**RECORDS FOR THIS EXERCISE**:
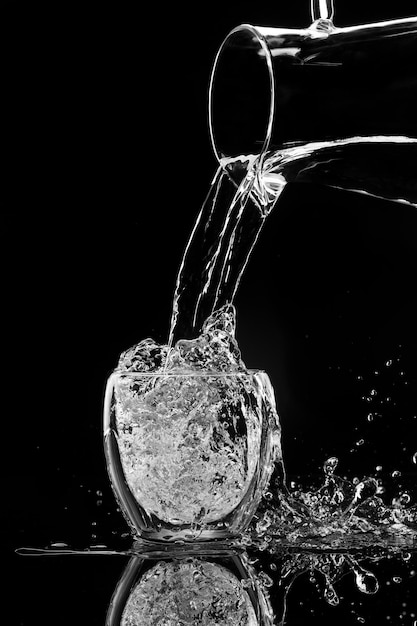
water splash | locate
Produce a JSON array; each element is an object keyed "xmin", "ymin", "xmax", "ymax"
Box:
[{"xmin": 249, "ymin": 457, "xmax": 417, "ymax": 550}]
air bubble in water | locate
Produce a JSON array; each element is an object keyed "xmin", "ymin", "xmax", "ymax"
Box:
[
  {"xmin": 324, "ymin": 580, "xmax": 339, "ymax": 606},
  {"xmin": 323, "ymin": 456, "xmax": 339, "ymax": 476},
  {"xmin": 353, "ymin": 563, "xmax": 379, "ymax": 595}
]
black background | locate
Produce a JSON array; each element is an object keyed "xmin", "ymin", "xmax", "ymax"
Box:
[{"xmin": 1, "ymin": 0, "xmax": 417, "ymax": 626}]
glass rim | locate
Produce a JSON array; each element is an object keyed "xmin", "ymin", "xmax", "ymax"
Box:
[
  {"xmin": 208, "ymin": 23, "xmax": 276, "ymax": 164},
  {"xmin": 111, "ymin": 368, "xmax": 266, "ymax": 378}
]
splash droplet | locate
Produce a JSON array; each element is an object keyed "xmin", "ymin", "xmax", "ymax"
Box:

**STATED GOAL**:
Return every line of the listing above word for word, leaving the pictures out.

**PROBLEM SOLUTION**:
water splash | locate
Produce a JSON array; each element is an object keyed "xmin", "ymin", "xmax", "ymax"
Box:
[{"xmin": 249, "ymin": 457, "xmax": 417, "ymax": 550}]
air bubble in water | locate
Produce a JSON array; each element is an object keyed "xmin", "ymin", "xmax", "ymax"
Box:
[
  {"xmin": 324, "ymin": 580, "xmax": 339, "ymax": 606},
  {"xmin": 323, "ymin": 456, "xmax": 339, "ymax": 476},
  {"xmin": 353, "ymin": 563, "xmax": 379, "ymax": 595}
]
black background | locate
Produce a JSON array; each element is an object keyed "xmin", "ymin", "xmax", "ymax"
Box:
[{"xmin": 1, "ymin": 0, "xmax": 417, "ymax": 626}]
glass rim | locate
Produce a JSON array; each element is an object keyed "xmin", "ymin", "xmax", "ymax"
Box:
[
  {"xmin": 208, "ymin": 23, "xmax": 276, "ymax": 164},
  {"xmin": 111, "ymin": 368, "xmax": 266, "ymax": 378}
]
splash droplet | locate
Produce a JSON array; each element is an object keyed "xmin", "ymin", "xmax", "ymax"
Box:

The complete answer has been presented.